=== INSTRUÇÃO 1 ===
Relacione todas as cidades citadas no texto sobre fusão nuclear.
=== INSTRUÇÃO 2 ===
Dê continuidade ao texto sobre fusão nuclear a partir da última frase apresentada.
===== TEXTO SELECIONADO =====
23 setembro 2024

China: fusão nuclear

Os EUA lideraram a fusão nuclear durante décadas. Agora a China está em posição de vencer a corrida
Angela Dewan e Ella Nilsen/CNN   

movimentada cidade de Xangai marca celebrações nacionais com shows de luzes mundialmente famosos, iluminando seus arranha-céus com cores deslumbrantes, como faróis da inovação chinesa.
É aqui que cientistas e engenheiros trabalham dia e noite para buscar a próxima grande novidade em tecnologia global, da internet 6G e IA avançada à robótica de última geração. É aqui também, em uma modesta rua do centro da cidade, que uma pequena start-up chamada Energy Singularity está trabalhando em algo extraordinário: energia de fusão nuclear.
Empresas e especialistas do setor dos EUA estão preocupados que os Estados Unidos estejam perdendo sua liderança de décadas na corrida para dominar essa forma quase ilimitada de energia limpa, à medida que novas empresas de fusão surgem na China e Pequim gasta mais que Washington.  

A fusão nuclear, o processo que alimenta o sol e outras estrelas, é meticulosamente difícil de replicar na Terra. Muitos países alcançaram reações de fusão, mas sustentá-las por tempo suficiente para uso no mundo real continua sendo uma tarefa difícil.

Dominar a fusão é uma perspectiva atraente que promete riqueza e influência global para o país que a dominar primeiro.

O prêmio dessa energia é sua eficiência absoluta. Uma reação de fusão controlada libera cerca de quatro milhões de vezes mais energia do que queimar carvão, óleo ou gás, e quatro vezes mais do que a fissão, o tipo de energia nuclear usada hoje. Ela não será desenvolvida a tempo de combater as mudanças climáticas nesta década crucial, mas pode ser a solução para o aquecimento futuro.

O governo chinês está despejando dinheiro no empreendimento, colocando uma estimativa de US$ 1 bilhão a US$ 1,5 bilhão anualmente em fusão, de acordo com Jean Paul Allain, que lidera o Escritório de Ciências de Energia de Fusão do Departamento de Energia dos EUA. Em comparação, o governo Biden gastou cerca de US$ 800 milhões por ano.

“Para mim, o que é mais importante do que o número é a rapidez com que eles estão fazendo isso”, disse Allain à CNN.

Empresas privadas em ambos os países estão otimistas, dizendo que poderão colocar energia de fusão na rede até meados da década de 2030, apesar dos enormes desafios técnicos que ainda existem.
===== DADOS ARMAZENADOS =====
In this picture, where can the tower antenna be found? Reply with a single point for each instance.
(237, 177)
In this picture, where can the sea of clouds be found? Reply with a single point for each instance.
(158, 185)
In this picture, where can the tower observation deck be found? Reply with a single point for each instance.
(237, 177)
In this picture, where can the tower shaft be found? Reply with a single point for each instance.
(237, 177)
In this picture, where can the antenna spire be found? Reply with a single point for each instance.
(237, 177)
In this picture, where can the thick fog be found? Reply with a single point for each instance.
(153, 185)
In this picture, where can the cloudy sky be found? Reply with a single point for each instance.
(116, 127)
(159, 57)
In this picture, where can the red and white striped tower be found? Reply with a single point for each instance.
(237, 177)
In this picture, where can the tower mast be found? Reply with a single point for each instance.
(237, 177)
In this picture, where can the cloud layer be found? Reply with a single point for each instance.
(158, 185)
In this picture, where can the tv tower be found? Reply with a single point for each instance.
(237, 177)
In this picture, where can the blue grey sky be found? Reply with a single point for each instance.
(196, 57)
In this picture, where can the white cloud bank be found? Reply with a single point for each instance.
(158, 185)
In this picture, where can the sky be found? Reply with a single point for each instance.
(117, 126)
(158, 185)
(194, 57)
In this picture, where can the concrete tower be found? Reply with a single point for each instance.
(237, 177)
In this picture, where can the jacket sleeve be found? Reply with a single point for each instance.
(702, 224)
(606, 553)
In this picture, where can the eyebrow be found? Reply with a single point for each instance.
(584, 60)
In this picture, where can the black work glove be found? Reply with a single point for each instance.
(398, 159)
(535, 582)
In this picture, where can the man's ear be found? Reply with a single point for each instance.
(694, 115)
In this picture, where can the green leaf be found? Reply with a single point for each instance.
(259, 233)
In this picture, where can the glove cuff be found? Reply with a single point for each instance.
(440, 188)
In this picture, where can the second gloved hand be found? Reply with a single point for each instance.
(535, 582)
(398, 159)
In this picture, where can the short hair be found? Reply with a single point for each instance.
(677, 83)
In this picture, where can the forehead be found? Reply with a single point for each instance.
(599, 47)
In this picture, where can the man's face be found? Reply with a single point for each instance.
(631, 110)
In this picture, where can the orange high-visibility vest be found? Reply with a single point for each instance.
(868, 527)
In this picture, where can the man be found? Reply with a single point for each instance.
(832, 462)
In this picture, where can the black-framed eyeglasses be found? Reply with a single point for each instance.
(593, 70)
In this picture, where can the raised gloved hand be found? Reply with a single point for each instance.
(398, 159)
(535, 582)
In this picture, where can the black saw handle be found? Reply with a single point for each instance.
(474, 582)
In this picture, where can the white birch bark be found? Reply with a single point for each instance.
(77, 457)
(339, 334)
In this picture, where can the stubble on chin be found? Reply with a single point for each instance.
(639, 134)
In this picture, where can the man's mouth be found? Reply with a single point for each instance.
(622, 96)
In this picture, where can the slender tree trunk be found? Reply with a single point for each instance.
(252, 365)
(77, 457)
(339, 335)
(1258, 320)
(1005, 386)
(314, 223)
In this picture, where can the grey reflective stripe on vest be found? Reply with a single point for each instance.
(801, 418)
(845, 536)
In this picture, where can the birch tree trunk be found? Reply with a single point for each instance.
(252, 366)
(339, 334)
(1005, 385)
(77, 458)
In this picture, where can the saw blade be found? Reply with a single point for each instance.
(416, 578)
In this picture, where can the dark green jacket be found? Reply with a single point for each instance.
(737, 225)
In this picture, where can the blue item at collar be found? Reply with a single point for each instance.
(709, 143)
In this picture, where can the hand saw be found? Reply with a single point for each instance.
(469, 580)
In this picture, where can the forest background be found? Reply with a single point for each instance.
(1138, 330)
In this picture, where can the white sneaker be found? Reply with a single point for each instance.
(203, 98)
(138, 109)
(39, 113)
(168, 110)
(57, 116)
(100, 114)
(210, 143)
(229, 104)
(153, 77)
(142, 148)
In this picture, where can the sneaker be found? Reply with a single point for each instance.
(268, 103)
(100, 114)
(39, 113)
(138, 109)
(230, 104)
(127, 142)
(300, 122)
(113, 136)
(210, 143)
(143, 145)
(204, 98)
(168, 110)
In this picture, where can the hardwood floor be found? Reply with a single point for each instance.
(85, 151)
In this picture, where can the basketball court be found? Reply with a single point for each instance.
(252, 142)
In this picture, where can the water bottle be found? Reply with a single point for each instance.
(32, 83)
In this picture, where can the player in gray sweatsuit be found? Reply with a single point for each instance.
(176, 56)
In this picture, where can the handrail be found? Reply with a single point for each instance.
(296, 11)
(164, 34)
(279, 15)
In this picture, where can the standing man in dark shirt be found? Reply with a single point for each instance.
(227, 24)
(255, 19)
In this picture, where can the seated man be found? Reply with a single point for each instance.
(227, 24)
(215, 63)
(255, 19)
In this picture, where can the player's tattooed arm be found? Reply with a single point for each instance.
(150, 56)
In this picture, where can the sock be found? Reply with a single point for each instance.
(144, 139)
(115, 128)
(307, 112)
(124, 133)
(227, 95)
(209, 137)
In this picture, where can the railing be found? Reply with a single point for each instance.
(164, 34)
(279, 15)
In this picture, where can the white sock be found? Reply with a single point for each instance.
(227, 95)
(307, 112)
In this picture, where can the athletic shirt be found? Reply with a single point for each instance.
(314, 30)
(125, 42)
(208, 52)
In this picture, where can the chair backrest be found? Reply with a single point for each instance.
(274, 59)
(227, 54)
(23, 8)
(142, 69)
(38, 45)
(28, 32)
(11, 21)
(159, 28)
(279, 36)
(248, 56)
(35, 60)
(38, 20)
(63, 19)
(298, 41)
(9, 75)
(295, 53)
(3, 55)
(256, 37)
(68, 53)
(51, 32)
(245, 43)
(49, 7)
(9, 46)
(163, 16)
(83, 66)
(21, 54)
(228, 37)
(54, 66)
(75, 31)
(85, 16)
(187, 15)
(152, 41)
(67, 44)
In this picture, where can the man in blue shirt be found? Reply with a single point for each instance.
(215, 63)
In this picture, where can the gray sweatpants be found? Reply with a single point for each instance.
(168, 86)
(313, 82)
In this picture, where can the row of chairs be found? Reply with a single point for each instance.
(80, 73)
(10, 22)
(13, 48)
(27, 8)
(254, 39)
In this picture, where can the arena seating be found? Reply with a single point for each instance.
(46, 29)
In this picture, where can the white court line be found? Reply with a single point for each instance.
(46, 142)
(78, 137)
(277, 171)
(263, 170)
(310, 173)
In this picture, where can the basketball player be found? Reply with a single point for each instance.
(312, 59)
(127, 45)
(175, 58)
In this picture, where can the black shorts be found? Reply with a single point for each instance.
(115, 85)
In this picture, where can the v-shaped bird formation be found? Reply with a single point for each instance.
=====
=== RESPOSTA DA TAREFA 1 ===
Xangai, Pequim, Washington

=== RESPOSTA DA TAREFA 2 ===
Os EUA estavam entre os primeiros do mundo a se mover na jogada futurística, trabalhando seriamente na pesquisa de fusão desde o início dos anos 1950. A incursão da China na fusão ocorreu mais tarde naquela década. Mais recentemente, seu ritmo aumentou: desde 2015, as patentes de fusão da China aumentaram, e agora ela tem mais do que qualquer outro país, de acordo com dados da indústria publicados pela Nikkei.

A Energy Singularity, uma start-up de Xangai, é apenas um exemplo da velocidade alucinante da China.

Ela construiu seu próprio tokamak nos três anos desde que foi estabelecida, mais rápido do que qualquer reator comparável já foi construído. Um tokamak é uma máquina cilíndrica ou em forma de donut altamente complexa que aquece hidrogênio a temperaturas extremas, formando um plasma semelhante a uma sopa no qual ocorre a reação de fusão nuclear. 

Para uma empresa iniciante trabalhando em um dos quebra-cabeças de física mais difíceis do mundo, a Energy Singularity é incrivelmente otimista. Ela tem razão para ser: recebeu mais de US$ 112 milhões em investimento privado e também alcançou uma estreia mundial — seu tokamak atual é o único a ter usado ímãs avançados em um experimento de plasma.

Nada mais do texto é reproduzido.